— INSTRUCTIONS TO FOLLOW —
Output the line that contains "each like (245,56)." and every line after it to the end of the entries, with nothing added or left out.

— RECORD EXTRACTS —
★ ★ ★ ★

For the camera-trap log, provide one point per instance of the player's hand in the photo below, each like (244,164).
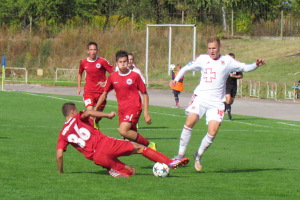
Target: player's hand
(147,118)
(111,115)
(102,84)
(172,84)
(260,62)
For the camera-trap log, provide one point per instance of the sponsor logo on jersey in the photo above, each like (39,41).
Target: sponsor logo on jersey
(129,81)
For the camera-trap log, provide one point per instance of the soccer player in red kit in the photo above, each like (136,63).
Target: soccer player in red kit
(79,131)
(127,85)
(96,69)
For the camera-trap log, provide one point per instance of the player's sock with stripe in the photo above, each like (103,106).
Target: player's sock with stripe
(141,140)
(184,140)
(205,143)
(155,156)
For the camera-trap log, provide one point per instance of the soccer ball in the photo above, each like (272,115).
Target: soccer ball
(172,67)
(161,170)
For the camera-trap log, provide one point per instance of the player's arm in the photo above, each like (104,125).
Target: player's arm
(98,114)
(249,67)
(79,78)
(191,66)
(146,108)
(101,100)
(59,160)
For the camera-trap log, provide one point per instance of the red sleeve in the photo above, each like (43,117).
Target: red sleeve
(107,66)
(81,68)
(61,143)
(108,86)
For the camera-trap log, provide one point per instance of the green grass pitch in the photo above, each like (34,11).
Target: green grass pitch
(251,158)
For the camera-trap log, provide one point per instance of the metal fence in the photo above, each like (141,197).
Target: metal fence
(269,90)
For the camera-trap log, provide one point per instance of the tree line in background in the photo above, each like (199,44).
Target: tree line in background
(52,15)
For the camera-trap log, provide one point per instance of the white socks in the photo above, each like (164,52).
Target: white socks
(184,140)
(205,143)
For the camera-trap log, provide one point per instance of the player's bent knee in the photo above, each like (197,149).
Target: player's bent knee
(138,148)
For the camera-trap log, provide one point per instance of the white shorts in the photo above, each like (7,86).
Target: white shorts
(212,110)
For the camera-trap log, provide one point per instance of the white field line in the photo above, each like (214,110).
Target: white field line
(288,124)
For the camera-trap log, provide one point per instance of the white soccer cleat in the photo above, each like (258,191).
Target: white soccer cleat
(198,165)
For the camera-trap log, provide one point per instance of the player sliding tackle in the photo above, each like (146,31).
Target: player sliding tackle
(209,95)
(79,131)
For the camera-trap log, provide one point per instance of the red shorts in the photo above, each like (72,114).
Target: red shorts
(131,116)
(91,99)
(108,151)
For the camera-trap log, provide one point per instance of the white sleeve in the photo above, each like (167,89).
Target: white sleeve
(191,66)
(238,66)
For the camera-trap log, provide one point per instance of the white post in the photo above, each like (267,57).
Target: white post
(170,49)
(147,54)
(194,45)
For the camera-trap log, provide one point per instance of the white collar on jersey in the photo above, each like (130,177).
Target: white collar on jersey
(129,71)
(92,60)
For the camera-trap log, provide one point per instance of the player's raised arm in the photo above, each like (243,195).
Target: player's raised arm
(59,160)
(146,108)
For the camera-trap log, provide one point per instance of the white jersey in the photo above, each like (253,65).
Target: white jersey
(137,70)
(214,74)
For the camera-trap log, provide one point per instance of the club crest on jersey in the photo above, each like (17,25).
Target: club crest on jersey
(98,65)
(129,81)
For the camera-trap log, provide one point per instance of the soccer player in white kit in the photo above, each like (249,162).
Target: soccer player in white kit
(209,95)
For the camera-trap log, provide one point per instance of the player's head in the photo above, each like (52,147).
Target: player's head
(92,50)
(130,60)
(122,61)
(68,108)
(232,55)
(213,47)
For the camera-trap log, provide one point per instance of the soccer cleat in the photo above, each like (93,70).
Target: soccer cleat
(198,165)
(229,116)
(152,145)
(116,173)
(177,162)
(177,157)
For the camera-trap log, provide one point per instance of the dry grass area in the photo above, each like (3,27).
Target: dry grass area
(69,47)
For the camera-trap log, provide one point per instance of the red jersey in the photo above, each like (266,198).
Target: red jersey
(127,88)
(95,73)
(81,134)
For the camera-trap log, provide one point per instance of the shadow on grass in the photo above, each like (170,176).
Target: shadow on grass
(171,138)
(248,170)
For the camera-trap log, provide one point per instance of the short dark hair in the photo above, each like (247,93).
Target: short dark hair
(121,54)
(92,43)
(67,107)
(130,54)
(232,55)
(214,39)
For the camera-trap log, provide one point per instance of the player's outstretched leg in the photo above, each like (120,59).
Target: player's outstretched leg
(159,157)
(198,165)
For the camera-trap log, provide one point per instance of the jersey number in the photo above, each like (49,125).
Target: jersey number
(82,135)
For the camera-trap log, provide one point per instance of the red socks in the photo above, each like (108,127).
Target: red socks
(141,140)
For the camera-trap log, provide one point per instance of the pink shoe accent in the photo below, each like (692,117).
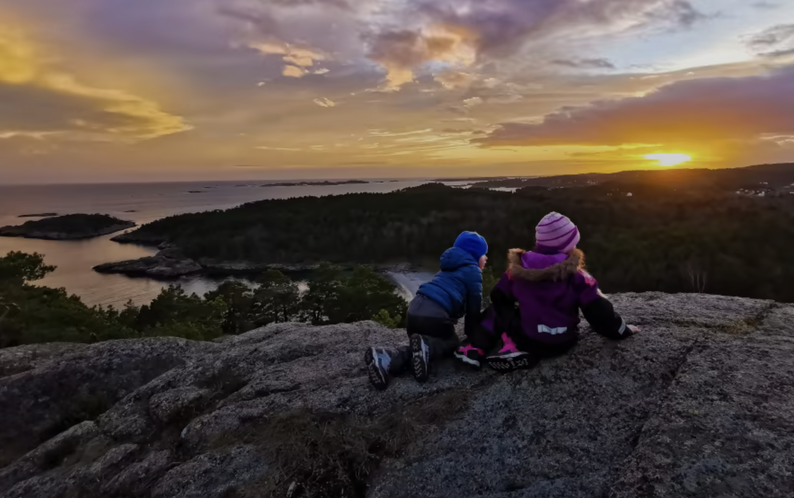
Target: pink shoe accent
(509,345)
(467,349)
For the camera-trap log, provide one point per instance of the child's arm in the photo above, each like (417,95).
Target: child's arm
(598,310)
(504,303)
(473,302)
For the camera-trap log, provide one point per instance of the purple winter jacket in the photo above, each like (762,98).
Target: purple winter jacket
(549,291)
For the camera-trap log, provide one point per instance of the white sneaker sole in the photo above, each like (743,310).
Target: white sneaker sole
(421,358)
(465,359)
(377,376)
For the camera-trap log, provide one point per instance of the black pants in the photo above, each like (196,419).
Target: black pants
(510,322)
(439,335)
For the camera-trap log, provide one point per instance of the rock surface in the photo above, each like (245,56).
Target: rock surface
(699,404)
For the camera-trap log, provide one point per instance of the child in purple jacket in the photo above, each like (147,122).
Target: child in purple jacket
(537,301)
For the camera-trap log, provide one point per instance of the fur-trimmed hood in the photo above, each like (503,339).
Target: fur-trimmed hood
(555,273)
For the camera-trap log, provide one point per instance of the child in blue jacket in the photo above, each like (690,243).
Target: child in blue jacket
(455,292)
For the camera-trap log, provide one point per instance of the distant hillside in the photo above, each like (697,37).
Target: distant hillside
(661,238)
(772,176)
(68,227)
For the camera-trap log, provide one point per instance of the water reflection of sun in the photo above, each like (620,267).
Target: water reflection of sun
(669,159)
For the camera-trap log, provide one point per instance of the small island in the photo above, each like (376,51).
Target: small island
(68,227)
(38,215)
(315,184)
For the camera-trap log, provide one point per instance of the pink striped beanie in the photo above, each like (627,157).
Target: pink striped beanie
(555,233)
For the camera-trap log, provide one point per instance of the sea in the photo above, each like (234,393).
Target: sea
(143,203)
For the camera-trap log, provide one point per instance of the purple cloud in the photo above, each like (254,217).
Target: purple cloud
(685,112)
(503,26)
(584,63)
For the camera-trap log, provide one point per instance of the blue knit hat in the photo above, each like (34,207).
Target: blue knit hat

★ ★ ★ ★

— TASK RESULT —
For the camera-trap log, provide one point per instance of the rock surface in the photo above, each like (245,56).
Target: rock surface
(699,404)
For the camera-trap log, provide one point per instance of the child in purple jacket in the photo above, each like (147,122).
Target: child in purple jacket
(537,301)
For the camera-trap log, provide one point per instance of the fur-trimmed hood in the photo above, each like (503,339).
Target: fur-trimmed hood
(555,273)
For the camera-trap log, provide one point per instance of the child in blue jacket in the photo above, each like (690,243).
Target: child in blue jacket
(455,292)
For the camera-trap log, provide one point per instance of the distant hillside in the photo above, each like (697,37).
Target: distant hillside
(661,238)
(772,176)
(68,227)
For the camera-trap log, provide one point per instance of the water reflection of sun in the photo above, each like (620,267).
Target: water reflection of sun
(669,159)
For the camera-trap log, provide one point per instance of the small island in the photo above, each like (376,51).
Target: small island
(68,227)
(38,215)
(315,184)
For the camera-trap log, provide one point per instance of the pink striped beanie in the photo above, each like (627,157).
Target: pink striped beanie
(555,233)
For the camera-trap log, provide one point per instance of the sea in the photo above, each like (234,393).
Target: sea
(143,203)
For the camera-trap log, provide one point per instance of the purple cloud in the photo above, each like (254,217).
Target: purple cloud
(685,112)
(503,26)
(584,63)
For the camera-trap log, provide one point per instance of the blue knit hat in the photo above, each like (34,207).
Target: blue knit hat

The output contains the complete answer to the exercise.